Record extracts
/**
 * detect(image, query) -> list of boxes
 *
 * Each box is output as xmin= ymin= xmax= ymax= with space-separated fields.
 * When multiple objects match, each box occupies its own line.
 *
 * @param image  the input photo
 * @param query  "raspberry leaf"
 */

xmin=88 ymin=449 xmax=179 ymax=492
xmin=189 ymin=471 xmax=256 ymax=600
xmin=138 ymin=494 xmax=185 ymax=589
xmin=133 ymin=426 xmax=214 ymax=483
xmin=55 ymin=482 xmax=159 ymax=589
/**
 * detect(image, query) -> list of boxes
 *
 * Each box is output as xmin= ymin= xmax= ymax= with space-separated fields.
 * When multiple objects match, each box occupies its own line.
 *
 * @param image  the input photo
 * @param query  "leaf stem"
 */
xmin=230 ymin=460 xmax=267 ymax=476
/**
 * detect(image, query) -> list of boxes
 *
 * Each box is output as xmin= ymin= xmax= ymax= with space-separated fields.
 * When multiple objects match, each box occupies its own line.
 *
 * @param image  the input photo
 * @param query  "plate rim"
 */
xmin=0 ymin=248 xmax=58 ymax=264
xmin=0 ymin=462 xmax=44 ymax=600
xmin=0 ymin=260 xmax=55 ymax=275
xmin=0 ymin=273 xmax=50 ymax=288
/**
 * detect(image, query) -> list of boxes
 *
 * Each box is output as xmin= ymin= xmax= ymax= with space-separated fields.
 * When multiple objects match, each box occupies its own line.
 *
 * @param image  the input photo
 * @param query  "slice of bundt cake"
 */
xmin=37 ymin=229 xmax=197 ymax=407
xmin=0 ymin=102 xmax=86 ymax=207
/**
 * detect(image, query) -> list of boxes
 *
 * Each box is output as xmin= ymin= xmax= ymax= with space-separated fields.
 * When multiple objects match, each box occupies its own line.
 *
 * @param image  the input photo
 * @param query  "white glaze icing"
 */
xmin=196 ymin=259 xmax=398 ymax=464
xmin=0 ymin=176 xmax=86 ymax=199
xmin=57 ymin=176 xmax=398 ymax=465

Instructions for the task
Exactly as they stand above, retype all of the records.

Solution to this task
/**
 * detect(image, query) -> list of boxes
 *
 * Each box is output as xmin= ymin= xmax= ymax= with space-separated fields.
 * When multiple objects match, each box occupies its own line.
 *
 * @param image  the input photo
 * @param query  "raspberry leaf"
 */

xmin=88 ymin=449 xmax=179 ymax=492
xmin=189 ymin=471 xmax=256 ymax=600
xmin=138 ymin=494 xmax=185 ymax=589
xmin=133 ymin=426 xmax=214 ymax=483
xmin=55 ymin=482 xmax=159 ymax=589
/**
 * detect(image, query) -> list of boxes
 *
 * Each box is output as xmin= ymin= xmax= ymax= with space-separated fields.
 * When multiple objects match, each box occupies its own line.
 *
 * @param image  the input photo
 * @param query  "leaf stem"
 */
xmin=230 ymin=460 xmax=267 ymax=476
/**
 * detect(image, query) -> list of boxes
 *
 * Each box is output as xmin= ymin= xmax= ymax= with space-separated fields.
 * When multiple objects match, each box occupies its own line.
 *
 * @param image  the input photo
 * @param query  "plate rim"
 */
xmin=0 ymin=248 xmax=58 ymax=264
xmin=0 ymin=462 xmax=44 ymax=600
xmin=0 ymin=260 xmax=55 ymax=275
xmin=0 ymin=273 xmax=50 ymax=288
/**
 * detect(image, query) -> list of boxes
 *
 * Each box is output as xmin= ymin= xmax= ymax= with space-separated fields.
 * When multiple objects match, each box occupies its own line.
 *
 * @param image  the input photo
 * @param query  "slice of bundt cake"
 */
xmin=37 ymin=229 xmax=197 ymax=407
xmin=0 ymin=102 xmax=86 ymax=207
/**
 * detect(image, query) -> list of boxes
 *
 * Each box is output as xmin= ymin= xmax= ymax= with space-separated fields.
 * When multiple objects match, each box occupies its own line.
 *
 * @param image  the input photo
 * @param query  "white glaze icing"
 */
xmin=196 ymin=259 xmax=398 ymax=464
xmin=0 ymin=176 xmax=86 ymax=199
xmin=57 ymin=176 xmax=398 ymax=465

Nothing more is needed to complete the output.